### DATA TO PROCESS
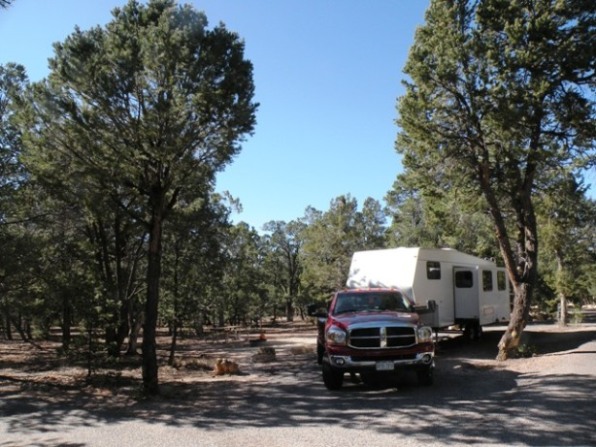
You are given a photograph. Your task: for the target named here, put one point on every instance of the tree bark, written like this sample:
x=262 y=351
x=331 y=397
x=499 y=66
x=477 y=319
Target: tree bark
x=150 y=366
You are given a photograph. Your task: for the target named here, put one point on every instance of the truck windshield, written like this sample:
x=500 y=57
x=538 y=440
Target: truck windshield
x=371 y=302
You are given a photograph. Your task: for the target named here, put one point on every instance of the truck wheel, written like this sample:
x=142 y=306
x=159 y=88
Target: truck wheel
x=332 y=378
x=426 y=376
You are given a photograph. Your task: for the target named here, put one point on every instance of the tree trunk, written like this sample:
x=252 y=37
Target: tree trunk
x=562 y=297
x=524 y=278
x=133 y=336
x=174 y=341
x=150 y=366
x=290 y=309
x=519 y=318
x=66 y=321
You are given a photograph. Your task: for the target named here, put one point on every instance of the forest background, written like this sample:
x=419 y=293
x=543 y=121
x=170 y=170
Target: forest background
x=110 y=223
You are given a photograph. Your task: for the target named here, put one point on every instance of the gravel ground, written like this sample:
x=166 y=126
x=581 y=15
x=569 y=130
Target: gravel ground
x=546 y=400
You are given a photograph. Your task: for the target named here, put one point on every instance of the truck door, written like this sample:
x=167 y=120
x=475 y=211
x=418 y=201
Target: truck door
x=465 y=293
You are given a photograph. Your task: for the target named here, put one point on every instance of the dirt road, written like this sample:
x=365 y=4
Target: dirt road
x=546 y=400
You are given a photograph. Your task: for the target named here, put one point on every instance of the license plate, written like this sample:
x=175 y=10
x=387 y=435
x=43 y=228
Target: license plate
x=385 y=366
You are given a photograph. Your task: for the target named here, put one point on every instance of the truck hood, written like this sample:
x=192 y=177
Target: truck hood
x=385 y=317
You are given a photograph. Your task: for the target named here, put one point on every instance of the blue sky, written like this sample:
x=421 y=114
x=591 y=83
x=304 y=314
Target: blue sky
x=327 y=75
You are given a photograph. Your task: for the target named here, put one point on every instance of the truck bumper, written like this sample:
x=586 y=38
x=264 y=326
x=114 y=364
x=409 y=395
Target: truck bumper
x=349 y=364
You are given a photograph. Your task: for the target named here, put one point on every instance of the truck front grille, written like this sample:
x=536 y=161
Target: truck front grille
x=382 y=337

### WHAT THE EXERCISE ASKS
Leave out the pictures and output the rest of the material exactly as written.

### OUTPUT FOR THIS TASK
You are given a photograph. Your task: for the target named here, put one point on every instance of the tree bark, written like this sample:
x=262 y=351
x=331 y=397
x=499 y=66
x=477 y=319
Target: tree bark
x=150 y=366
You are given a photograph. Your task: for the target named here, put one point on every instance of the truck windshield, written like this sample:
x=500 y=57
x=538 y=440
Target: truck windshield
x=371 y=302
You are given a photograph. Your task: for the target named here, put one point on every instance of the truck wheel, written like this sample:
x=142 y=306
x=159 y=88
Target: truck wheel
x=332 y=378
x=426 y=376
You are given a photograph. Your task: for the target named here, put one point on every instance of the tree trunk, written like this sample:
x=252 y=37
Target: tree trunk
x=562 y=297
x=524 y=278
x=133 y=336
x=174 y=341
x=150 y=366
x=290 y=309
x=519 y=318
x=66 y=321
You are given a photograph. Your task: for the target named here, put one point on every instance of the forest background, written like this sample:
x=419 y=293
x=543 y=121
x=170 y=170
Target: forest background
x=110 y=223
You are given a photograph. Your task: for the target named here, put one point on every instance of the gravel ground, written like this sample:
x=166 y=126
x=581 y=15
x=569 y=130
Target: gravel ground
x=546 y=400
You are given a photograph. Your task: for the target named here, put one point on every instance of the truck door, written like this sample:
x=167 y=120
x=475 y=211
x=418 y=201
Target: truck door
x=465 y=293
You are given a photograph. Your task: for the target named here, put one point on every instance of the dirt road, written like this sample:
x=365 y=4
Target: dirt road
x=546 y=400
You are given a photograph. Your task: for the target named here, put one point on every instance of the license plate, written like this sample:
x=175 y=10
x=387 y=435
x=43 y=228
Target: license plate
x=385 y=366
You are given a photograph. Your task: for the target named here, put one point on every instance of the truck hood, written like this sample:
x=192 y=177
Target: truck hood
x=385 y=317
You are given a photograph. Your task: for the target named here, put one point on every instance of the blue sky, written like this sample:
x=421 y=114
x=591 y=83
x=304 y=314
Target: blue sky
x=327 y=75
You are given a photograph. Your task: for the target named here, put one point on every instance of the truck bumper, written like this sample:
x=586 y=38
x=264 y=326
x=114 y=364
x=409 y=395
Target: truck bumper
x=349 y=364
You are given a photograph. Your task: for the target named here, put one point on every instance of the truck front grille, written like this sample:
x=536 y=161
Target: truck front grille
x=382 y=337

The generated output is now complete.